● Parts of the exercise:
1. Answer these questions about the forum thread on full-time and career mothers:
(a) What country is listed for the poster who started the thread?
(b) What brand does @ebsharer sell through direct sales?
(c) Who raised the poster from Australia?
2. Write out the part of the rows that opens with their first line and closes with the line containing "column 361, row 219", both ends included, and leave the pictures out.

To be a full-time mother or a Career mother?

@wykidd (83)
Malaysia
July 3, 2007 9:44am CST
Will being a full-time mother have better influence on the growing up of children compare to a career mother? My husband prefers me to be a full-time mother althought he doesn't mind me doing some part-time job.
5 people like this
16 responses
@sunshine4 (8703)
• United States
3 Jul 07
I am a full time mother, but I also work out of the house. If you were to ask me today~ I might choose being a career mom because my kids are driving me crazy right now!! In general, I do think that being a full time mother is better for the children. This way your kids are raised with the values and morals we have as a family. The kids that are put in daycare are taught these things by strangers.
• Philippines
3 Jul 07
i always wanted to be a full time mom, and my husband back up my decisions, but i dont mind, he too, if i go back working again, and yes, being with your kid all the time you'll have better influence to them, and think about being there in all your kid's "first".
2 people like this
@tater03 (1765)
• United States
3 Jul 07
Right now I am a stay at home mom. I have worked though also. I feel that you can do both that in the end it is what you do with your children when you are home that matters. If you work and cannot leave your work at work or you are to tired to spend quality time with the children when you get home that is where there might be some problems. But I see nothing wrong with being a mother and wanting a fulfilling career outside of the home also.
2 people like this
@jonaida (574)
• Philippines
4 Jul 07
I think that being a full time mother would have a much greater influence on your children because you will see to it that your childrens needs are well taken of so the children feels secured snd loved. Although having part-time jobs is good too, I'm also looking for a homebased work so that while being with my baby, Im earning something.
1 person likes this
• Philippines
4 Jul 07
We also prefer that I be a full time mom. Our reason is that we had seen children of our friends who had suffered from the hands of their nanny, we just felt we cannot allow our child to be in that position. I believe having a full time mom as a parent does affect the psych of the child but sometimes there are those who are not really affected. I guess it is the way the child is brought up.
• Australia
4 Jul 07
well for me, i m brought up by my grandmother, i think that being brought up by the mother alone is not sufficient. fathers too also had to play a part
1 person likes this
@sarry81 (84)
• Malaysia
4 Jul 07
I am full time mother for now. It was because i finished my study 3 years ago still not working. As ling as i sit at home there are many new things i learned. Housewife is a job.
@ebsharer (5515)
• United States
3 Jul 07
My husband and I have disccused it may times if I should go back to work. We have decided that staying home would be better for our daughter. We still need extra money so we hve taken an alterniate route and I am in direct sales now. I sell Mary Kay and because of owning my own business I can work when it is good for us. Which is when he is home with our daughter. We don't think she should be in day care at such an early age. (7months)
1 person likes this
@kelly60 (4547)
• United States
3 Jul 07
Being a single mother, I really had no choice in the matter. I think that it could work well either way, however in our case I think that my children would have benefited much more from having me at home with them more often. I also would have benefited more because I feel that I missed out on a lot of the time I would have liked to spend with them, and although we spent time together when I was home, I was often too tired to enjoy some of the things we did together.

● Input records:
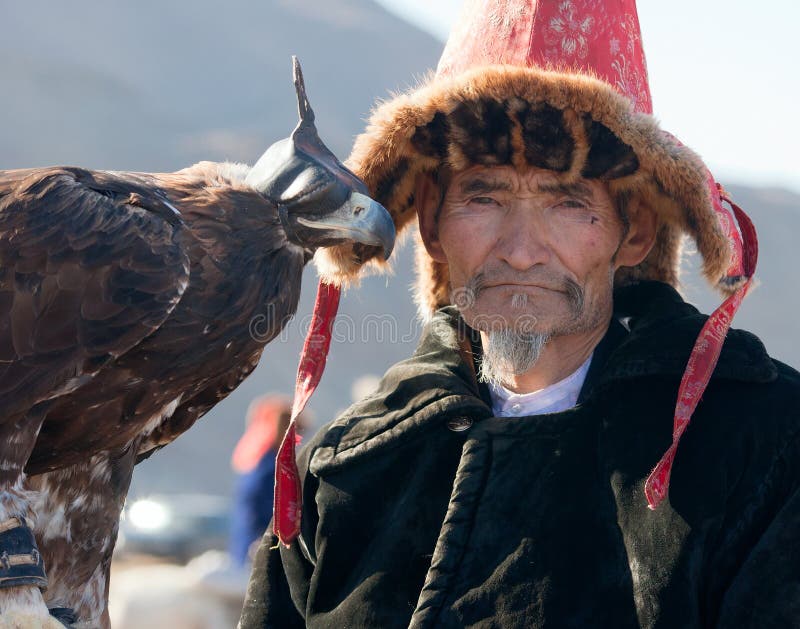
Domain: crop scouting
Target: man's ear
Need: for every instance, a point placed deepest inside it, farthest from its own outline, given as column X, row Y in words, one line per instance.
column 428, row 199
column 641, row 236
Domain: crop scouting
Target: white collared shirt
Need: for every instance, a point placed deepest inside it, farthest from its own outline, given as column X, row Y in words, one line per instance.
column 553, row 399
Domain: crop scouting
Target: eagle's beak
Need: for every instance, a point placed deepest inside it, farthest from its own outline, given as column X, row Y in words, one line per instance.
column 361, row 219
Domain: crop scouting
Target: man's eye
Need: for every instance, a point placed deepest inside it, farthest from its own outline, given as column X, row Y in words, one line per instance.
column 573, row 204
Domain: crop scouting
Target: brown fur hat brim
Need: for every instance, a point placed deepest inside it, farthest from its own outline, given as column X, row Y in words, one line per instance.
column 575, row 125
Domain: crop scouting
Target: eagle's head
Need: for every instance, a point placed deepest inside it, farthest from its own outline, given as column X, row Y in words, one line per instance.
column 320, row 202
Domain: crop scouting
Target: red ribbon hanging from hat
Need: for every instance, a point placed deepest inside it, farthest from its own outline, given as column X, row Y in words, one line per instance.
column 704, row 356
column 288, row 503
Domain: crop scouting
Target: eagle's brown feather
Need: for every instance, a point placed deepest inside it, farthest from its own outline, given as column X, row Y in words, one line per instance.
column 126, row 303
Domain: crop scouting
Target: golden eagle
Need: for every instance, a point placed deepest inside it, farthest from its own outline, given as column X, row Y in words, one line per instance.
column 126, row 302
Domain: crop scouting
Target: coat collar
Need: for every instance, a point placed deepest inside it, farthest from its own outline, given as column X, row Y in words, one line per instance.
column 651, row 334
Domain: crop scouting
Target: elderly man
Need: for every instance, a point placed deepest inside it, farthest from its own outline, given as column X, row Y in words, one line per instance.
column 533, row 464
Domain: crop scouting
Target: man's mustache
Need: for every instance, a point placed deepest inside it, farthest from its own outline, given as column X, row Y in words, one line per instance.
column 543, row 278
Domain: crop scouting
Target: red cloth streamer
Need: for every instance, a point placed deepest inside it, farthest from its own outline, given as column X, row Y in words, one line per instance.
column 288, row 504
column 703, row 358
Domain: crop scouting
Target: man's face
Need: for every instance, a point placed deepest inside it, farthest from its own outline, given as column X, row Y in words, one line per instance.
column 527, row 252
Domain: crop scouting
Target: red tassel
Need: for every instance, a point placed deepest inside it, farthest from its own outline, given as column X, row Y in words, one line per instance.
column 703, row 358
column 288, row 504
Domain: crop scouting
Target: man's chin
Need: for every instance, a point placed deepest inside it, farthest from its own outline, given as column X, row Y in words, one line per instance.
column 488, row 319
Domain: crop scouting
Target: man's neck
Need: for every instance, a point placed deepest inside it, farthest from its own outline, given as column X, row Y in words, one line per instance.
column 560, row 357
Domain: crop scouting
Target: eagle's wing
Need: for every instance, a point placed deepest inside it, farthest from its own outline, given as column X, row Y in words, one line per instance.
column 90, row 264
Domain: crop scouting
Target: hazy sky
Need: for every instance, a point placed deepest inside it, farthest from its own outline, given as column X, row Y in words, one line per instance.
column 724, row 79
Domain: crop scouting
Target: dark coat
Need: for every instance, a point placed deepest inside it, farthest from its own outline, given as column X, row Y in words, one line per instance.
column 423, row 509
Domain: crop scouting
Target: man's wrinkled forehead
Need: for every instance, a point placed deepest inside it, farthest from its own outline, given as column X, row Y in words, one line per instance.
column 483, row 179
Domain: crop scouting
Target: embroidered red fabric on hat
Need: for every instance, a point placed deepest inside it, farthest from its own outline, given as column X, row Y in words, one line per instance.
column 603, row 39
column 288, row 502
column 705, row 353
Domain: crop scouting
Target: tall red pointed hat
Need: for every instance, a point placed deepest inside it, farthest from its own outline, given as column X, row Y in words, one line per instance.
column 562, row 85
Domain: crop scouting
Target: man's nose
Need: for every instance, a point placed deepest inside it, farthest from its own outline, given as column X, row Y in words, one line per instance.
column 523, row 241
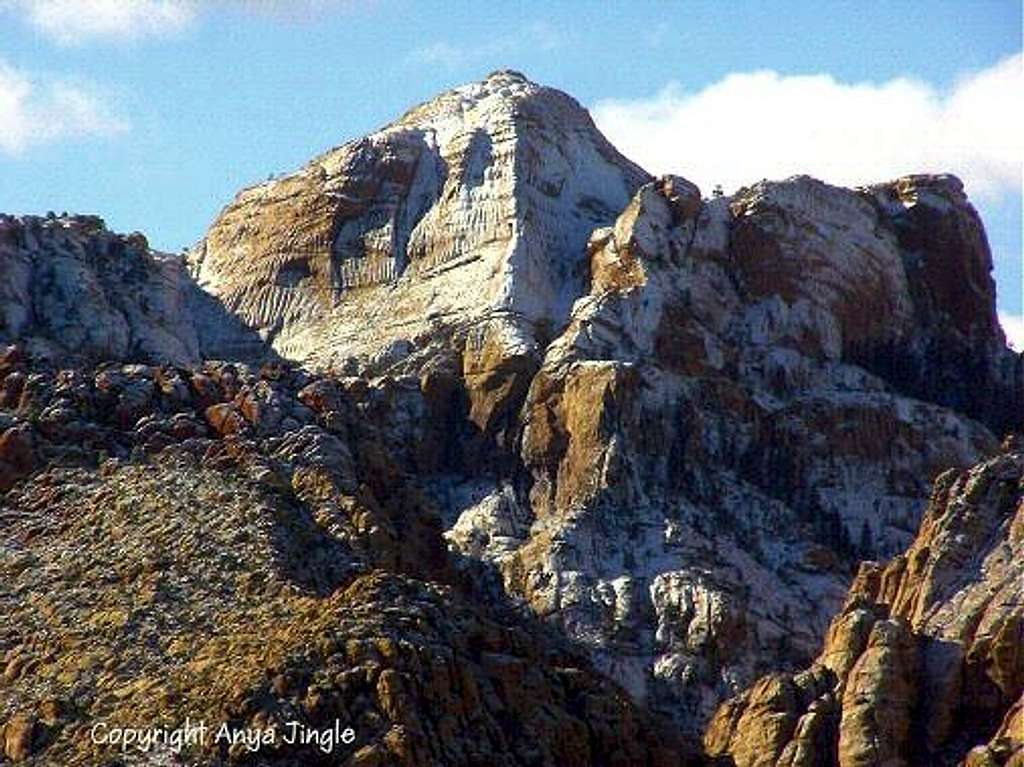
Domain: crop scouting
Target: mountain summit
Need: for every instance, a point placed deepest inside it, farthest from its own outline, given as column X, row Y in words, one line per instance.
column 478, row 415
column 474, row 206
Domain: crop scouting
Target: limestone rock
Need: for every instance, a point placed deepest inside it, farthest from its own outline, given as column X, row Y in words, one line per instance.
column 925, row 658
column 473, row 206
column 71, row 289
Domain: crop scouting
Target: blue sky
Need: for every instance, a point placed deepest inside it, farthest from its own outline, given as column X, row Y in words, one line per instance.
column 154, row 113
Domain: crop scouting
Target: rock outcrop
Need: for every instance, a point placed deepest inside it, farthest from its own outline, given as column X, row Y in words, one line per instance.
column 285, row 569
column 653, row 433
column 73, row 290
column 470, row 211
column 925, row 663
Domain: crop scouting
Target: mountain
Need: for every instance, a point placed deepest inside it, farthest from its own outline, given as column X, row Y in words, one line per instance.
column 471, row 211
column 600, row 451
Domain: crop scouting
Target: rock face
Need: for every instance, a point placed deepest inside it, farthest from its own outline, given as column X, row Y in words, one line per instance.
column 708, row 453
column 470, row 212
column 653, row 433
column 71, row 289
column 925, row 664
column 285, row 570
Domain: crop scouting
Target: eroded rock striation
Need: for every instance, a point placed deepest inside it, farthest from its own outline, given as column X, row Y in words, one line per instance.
column 480, row 359
column 925, row 663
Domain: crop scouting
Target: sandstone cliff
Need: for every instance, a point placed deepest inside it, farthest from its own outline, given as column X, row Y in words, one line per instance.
column 72, row 290
column 480, row 357
column 925, row 663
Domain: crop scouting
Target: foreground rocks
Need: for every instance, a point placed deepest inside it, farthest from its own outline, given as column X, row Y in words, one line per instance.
column 479, row 359
column 258, row 577
column 925, row 664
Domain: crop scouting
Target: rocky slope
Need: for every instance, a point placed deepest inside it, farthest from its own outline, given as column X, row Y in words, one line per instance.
column 248, row 548
column 653, row 431
column 72, row 290
column 468, row 214
column 925, row 663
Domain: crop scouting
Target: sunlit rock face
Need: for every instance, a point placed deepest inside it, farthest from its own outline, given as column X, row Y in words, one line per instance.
column 664, row 427
column 474, row 207
column 72, row 290
column 924, row 663
column 708, row 457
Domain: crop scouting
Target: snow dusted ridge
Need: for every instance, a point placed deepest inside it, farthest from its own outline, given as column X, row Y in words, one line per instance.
column 475, row 205
column 669, row 426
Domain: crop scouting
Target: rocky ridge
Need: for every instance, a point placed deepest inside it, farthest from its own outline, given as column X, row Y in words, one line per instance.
column 924, row 664
column 668, row 427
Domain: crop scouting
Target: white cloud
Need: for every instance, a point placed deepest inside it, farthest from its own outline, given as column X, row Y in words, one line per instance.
column 1013, row 327
column 36, row 111
column 72, row 22
column 762, row 124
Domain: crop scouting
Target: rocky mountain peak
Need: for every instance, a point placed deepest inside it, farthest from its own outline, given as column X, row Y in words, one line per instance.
column 502, row 367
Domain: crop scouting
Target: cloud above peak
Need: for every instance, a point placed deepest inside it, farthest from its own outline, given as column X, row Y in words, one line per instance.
column 74, row 22
column 764, row 124
column 37, row 111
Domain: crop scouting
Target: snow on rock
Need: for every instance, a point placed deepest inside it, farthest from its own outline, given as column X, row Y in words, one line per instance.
column 70, row 289
column 474, row 205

● Solutions to the tasks:
1.
(a) Malaysia
(b) Mary Kay
(c) Their grandmother

2.
Domain: crop scouting
Target: man's ear
Need: for every instance, a point placed deepest inside it, farthest from its own outline, given as column X, row Y in words, one line per instance.
column 428, row 199
column 641, row 236
Domain: crop scouting
Target: white collared shirt
Need: for every instance, a point placed deepest inside it, farthest from its own outline, given as column X, row Y in words, one line per instance.
column 553, row 399
Domain: crop scouting
Target: eagle's beak
Need: for every instance, a point placed deepest inside it, farthest from its own outline, given as column X, row Y in words, one line per instance.
column 361, row 219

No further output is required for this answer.